Objective: Rewrite the data from the line containing "Return one point per instance of the overgrown" through the end of the data, changing "concrete walkway" to "stone walkway" and keeping everything else the same.
───── Records to process ─────
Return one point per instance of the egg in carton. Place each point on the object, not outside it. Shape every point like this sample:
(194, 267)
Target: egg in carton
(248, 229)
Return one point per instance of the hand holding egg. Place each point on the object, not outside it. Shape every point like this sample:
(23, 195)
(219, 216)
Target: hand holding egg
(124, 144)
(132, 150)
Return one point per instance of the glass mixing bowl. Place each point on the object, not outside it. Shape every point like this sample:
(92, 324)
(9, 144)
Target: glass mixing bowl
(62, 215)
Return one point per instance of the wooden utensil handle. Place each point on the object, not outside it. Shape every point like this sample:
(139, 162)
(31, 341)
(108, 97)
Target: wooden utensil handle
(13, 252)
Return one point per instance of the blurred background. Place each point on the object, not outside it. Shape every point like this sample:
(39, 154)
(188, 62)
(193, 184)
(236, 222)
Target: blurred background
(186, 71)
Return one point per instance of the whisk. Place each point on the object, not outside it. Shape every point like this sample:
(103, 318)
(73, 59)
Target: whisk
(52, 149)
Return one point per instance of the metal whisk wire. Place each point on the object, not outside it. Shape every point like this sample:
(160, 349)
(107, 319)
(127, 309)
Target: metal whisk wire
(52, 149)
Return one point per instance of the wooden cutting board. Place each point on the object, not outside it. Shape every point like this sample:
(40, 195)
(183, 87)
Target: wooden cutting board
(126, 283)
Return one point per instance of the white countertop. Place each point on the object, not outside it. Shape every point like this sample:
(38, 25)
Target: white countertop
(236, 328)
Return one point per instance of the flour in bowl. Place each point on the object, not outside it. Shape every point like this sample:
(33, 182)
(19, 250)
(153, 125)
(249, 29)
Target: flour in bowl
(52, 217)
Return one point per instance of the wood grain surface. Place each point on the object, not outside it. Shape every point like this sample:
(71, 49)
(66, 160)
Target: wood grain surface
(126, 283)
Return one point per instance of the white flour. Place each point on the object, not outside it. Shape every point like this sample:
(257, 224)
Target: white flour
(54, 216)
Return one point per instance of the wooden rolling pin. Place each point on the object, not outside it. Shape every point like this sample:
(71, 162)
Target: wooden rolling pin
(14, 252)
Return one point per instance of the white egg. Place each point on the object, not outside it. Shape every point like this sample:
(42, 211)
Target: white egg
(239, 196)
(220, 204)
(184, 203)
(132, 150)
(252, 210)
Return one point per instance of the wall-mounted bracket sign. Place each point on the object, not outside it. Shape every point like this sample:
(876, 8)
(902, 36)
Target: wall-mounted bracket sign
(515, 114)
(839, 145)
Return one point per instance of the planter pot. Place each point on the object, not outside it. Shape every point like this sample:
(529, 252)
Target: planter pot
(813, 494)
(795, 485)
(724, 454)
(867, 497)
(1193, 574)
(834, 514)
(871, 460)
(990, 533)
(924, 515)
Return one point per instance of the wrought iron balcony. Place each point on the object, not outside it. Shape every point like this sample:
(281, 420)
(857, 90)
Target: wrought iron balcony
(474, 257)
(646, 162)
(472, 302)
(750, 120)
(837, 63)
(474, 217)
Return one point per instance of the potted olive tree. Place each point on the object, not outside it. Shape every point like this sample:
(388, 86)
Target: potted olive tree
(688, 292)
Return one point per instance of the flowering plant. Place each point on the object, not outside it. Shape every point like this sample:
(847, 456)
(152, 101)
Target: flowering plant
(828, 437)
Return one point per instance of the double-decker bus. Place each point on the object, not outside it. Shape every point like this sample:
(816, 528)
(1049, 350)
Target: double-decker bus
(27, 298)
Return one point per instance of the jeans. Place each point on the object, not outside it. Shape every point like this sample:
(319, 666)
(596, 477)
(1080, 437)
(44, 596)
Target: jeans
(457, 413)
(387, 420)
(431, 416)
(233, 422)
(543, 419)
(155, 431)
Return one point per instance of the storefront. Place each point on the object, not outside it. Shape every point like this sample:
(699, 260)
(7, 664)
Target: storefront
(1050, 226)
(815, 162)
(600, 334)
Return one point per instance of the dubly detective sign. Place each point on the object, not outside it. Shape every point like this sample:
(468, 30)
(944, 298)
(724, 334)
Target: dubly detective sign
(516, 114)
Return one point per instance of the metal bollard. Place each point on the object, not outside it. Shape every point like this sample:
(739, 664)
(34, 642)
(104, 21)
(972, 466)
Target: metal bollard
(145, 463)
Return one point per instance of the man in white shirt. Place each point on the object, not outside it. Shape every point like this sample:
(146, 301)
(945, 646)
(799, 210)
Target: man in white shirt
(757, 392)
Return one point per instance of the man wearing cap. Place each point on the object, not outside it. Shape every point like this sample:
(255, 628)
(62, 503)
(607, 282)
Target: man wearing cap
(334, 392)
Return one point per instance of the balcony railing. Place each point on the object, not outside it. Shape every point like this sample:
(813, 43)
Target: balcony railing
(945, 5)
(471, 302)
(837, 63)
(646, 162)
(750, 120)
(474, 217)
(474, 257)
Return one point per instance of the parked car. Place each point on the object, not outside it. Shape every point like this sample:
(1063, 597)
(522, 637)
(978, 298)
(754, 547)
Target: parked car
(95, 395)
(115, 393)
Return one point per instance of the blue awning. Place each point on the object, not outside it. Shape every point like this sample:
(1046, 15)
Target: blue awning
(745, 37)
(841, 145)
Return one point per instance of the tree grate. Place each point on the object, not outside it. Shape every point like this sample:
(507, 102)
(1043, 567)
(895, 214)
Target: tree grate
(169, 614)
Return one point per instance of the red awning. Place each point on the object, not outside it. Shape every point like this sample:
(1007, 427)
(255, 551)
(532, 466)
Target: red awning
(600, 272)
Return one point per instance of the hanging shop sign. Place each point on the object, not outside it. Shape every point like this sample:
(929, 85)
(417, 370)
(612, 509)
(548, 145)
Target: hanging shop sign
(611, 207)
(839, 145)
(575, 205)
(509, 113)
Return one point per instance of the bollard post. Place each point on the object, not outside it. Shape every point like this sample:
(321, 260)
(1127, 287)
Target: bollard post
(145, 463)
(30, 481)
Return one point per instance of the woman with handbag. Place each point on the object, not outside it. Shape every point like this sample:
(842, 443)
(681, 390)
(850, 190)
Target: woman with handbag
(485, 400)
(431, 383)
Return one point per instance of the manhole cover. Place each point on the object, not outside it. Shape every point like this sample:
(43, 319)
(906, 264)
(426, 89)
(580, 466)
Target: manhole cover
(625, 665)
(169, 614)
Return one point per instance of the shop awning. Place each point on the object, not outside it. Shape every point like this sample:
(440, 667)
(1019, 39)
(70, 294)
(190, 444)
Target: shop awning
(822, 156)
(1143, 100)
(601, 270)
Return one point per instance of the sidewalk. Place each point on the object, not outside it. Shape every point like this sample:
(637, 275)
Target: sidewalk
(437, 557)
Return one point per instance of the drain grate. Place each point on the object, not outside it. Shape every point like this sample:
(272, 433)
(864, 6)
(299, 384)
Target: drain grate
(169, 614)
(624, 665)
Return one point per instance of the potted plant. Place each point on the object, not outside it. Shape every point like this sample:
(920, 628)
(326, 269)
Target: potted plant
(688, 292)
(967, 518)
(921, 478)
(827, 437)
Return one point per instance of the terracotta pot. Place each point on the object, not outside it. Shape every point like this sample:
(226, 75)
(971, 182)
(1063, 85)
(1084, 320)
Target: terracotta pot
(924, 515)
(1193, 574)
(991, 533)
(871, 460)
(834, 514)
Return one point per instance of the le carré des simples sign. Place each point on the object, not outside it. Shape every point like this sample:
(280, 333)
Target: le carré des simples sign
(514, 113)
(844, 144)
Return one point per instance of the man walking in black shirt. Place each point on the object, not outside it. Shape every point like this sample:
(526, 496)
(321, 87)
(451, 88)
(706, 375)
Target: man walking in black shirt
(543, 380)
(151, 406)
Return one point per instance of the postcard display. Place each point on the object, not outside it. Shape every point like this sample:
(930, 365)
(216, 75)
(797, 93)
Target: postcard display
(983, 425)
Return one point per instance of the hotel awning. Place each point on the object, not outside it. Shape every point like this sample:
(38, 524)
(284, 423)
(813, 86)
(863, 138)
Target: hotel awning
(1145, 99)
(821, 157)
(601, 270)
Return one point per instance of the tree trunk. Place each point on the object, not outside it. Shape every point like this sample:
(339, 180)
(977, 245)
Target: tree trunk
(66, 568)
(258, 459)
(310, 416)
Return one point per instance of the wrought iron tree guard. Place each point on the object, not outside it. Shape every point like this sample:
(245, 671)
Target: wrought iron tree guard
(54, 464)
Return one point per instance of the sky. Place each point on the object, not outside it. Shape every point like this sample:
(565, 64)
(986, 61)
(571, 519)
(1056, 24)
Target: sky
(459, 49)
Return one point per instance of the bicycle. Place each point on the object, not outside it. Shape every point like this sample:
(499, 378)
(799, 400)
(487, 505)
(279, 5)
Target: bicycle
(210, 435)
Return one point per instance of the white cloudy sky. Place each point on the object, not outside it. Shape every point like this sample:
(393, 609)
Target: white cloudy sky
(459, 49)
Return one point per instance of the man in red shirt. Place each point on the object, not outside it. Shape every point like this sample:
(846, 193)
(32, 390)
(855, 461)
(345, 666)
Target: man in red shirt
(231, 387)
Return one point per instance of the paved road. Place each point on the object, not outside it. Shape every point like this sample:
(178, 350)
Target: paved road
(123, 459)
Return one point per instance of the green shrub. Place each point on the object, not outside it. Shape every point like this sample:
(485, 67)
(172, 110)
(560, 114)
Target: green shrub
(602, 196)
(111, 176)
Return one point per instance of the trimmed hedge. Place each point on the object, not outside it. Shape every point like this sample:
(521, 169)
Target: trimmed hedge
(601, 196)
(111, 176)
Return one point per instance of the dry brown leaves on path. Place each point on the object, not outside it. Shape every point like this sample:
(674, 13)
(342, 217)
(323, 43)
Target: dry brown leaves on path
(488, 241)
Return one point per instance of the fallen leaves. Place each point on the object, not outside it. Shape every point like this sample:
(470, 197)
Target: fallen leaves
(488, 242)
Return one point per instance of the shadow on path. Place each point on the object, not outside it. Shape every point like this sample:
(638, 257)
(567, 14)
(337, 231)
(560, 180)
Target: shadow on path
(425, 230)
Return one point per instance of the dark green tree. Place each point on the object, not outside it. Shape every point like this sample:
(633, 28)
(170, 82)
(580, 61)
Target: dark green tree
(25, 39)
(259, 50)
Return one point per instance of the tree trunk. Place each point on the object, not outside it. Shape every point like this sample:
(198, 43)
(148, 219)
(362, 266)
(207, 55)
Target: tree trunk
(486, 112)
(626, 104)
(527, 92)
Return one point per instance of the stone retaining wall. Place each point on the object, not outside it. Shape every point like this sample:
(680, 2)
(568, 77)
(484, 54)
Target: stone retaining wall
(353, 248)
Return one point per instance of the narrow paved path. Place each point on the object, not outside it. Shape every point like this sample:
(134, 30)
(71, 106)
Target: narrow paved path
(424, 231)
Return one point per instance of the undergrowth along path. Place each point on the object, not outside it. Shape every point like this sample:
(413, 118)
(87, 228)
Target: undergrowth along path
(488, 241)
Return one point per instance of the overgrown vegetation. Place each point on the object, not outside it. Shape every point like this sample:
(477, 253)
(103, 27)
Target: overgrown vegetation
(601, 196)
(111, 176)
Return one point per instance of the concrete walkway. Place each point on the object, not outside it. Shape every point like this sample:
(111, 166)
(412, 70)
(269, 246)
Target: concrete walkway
─────
Written solution:
Return one point per instance of the overgrown vegetation. Place each point on the object, not outside it. Shape every point like this sample:
(477, 253)
(103, 27)
Target: overgrown vegetation
(601, 196)
(111, 176)
Return one point per instance of the stone walkway. Place each point on the object, not outside it. Shape every point like this sample:
(111, 166)
(412, 70)
(269, 246)
Target: stone walkway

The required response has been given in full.